### Document text:
-- start --
Reporting a crime may be an important civic duty, but for some witnesses it can be unfairly costly in money and time. Take the case of Titus Ward, a migrant farm worker from New Orleans who witnessed a homicide in Rhode Island. When he reported it to authorities, bail of $5,000 was set against his release to assure his presence at the defendant's trial. When he couldn't raise the money, he was locked up in the state penitentiary with convicted felons and forced to wear prison clothing. It was only when he petitioned the Rhode Island Supreme Court that he was finally released 158 days later.
While jailing the witness to be sure he stays around for the trial is not exactly a common practice, neither is Mr. Ward's case an isolated example. It happens often in federal immigration cases when illegal aliens are called on as witnesses in smuggling incidents and sometimes in state criminal cases when a witness is from out of state.
For instance, four workers with a traveling carnival witnessed a murder in Iowa. They were jailed for three months and released only after the defendant pleaded guilty. They received no monetary compensation for the time in jail or even for the day in court because they were never called on as witnesses.
"It made the whole wait for nothing," says Ronald L. Carlson, a lawyer appointed by the judge in that case to represent the witnesses. Currently a professor of law at Washington University in St. Louis, he has been involved ever since the Iowa case more than a decade ago in what is largely a one-man crusade to reform state material-witness laws dating back to the mid-1800s.
He points out that it is still possible under generally "archaic" laws in 45 states to put an innocent witness in jail for an indefinite period against his will. The effect, Professor Carlson argues, is costly to the taxpayer and inhibiting to witnesses.
"It's enough to discourage participation in the criminal justice system," he says. "Sometimes the defendant is out on bail and the witness to the crime is locked up in cold storage. . . . Many witnesses are not even granted the rights given to criminal suspects."
Professor Carlson suggests that the laws, passed in the days when travel was more difficult, now are used largely for the convenience of lawyers for the prosecution. He wants them to be made more humane with stronger safeguards for the rights of witnesses.
He has proposed a model law for state adoption which would limit detention time without a court hearing for witnesses to no more than five days. The law also would require prosecutors to move quickly to get a sworn statement from witnesses by stenographer, tape recording, film, or videotape with all parties to the case present and able to cross-examine. The witness would still be expected and encouraged to show up in court for the trial.
If the court decides the witness should be held in custody for other reasons, the Washington University law professor suggests that the person be held separately from those convicted or accused of crimes and entitled to the same monetary fee for time in jail as in court.
Michigan already has made some changes based on that model, according to Professor Carlson, and legislators in Maryland and Pennsylvania ar currently studying it.
-- end --
### Written instruction 1:
Pull out every line of the rows that contains the string "tail", treating case as significant.

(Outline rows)
-- start --
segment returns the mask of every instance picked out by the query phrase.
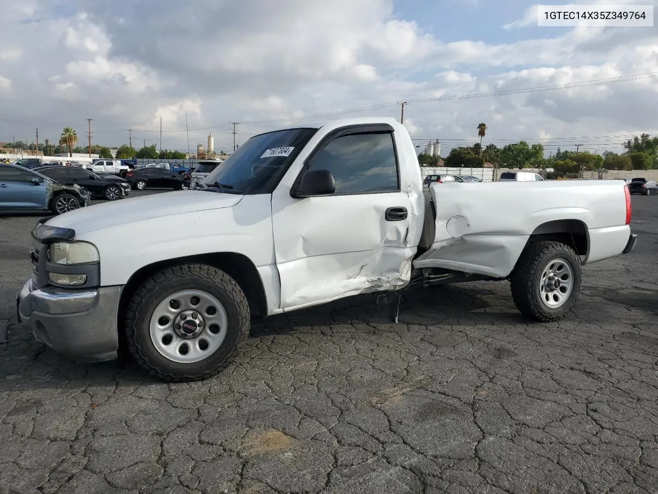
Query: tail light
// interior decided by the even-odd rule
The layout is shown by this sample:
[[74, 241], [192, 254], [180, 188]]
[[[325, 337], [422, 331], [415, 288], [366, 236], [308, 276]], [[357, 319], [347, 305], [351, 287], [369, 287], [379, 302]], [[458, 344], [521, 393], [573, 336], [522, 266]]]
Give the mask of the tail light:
-- end --
-- start --
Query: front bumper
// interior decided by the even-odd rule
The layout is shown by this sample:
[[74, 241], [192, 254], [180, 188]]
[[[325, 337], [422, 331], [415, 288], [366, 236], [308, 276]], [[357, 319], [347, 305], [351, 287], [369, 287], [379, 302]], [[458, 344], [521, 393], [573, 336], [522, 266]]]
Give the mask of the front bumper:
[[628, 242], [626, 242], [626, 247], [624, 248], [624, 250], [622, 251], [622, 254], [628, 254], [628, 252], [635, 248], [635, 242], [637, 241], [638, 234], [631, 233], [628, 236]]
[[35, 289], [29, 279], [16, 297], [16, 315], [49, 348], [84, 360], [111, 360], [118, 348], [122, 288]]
-- end --
-- start --
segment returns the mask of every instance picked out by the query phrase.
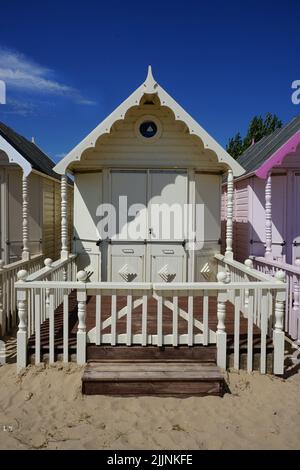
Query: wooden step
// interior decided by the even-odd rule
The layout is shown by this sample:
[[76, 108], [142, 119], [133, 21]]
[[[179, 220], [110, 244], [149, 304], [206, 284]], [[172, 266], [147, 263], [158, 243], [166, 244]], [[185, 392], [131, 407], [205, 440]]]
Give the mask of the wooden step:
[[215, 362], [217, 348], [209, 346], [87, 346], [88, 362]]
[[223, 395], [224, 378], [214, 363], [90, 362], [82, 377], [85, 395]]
-- end --
### Written instruction 2:
Answer these questions from the article on jailed witnesses:
(a) After how many days was Titus Ward finally released?
(b) In how many states do the laws still allow an innocent witness to be jailed for an indefinite period?
(c) What limit would the proposed model law set on detention without a court hearing?

### Worked answer 1:
Query: tail light
Give the mask of the tail light:

### Worked answer 2:
(a) 158 days
(b) 45 states
(c) No more than five days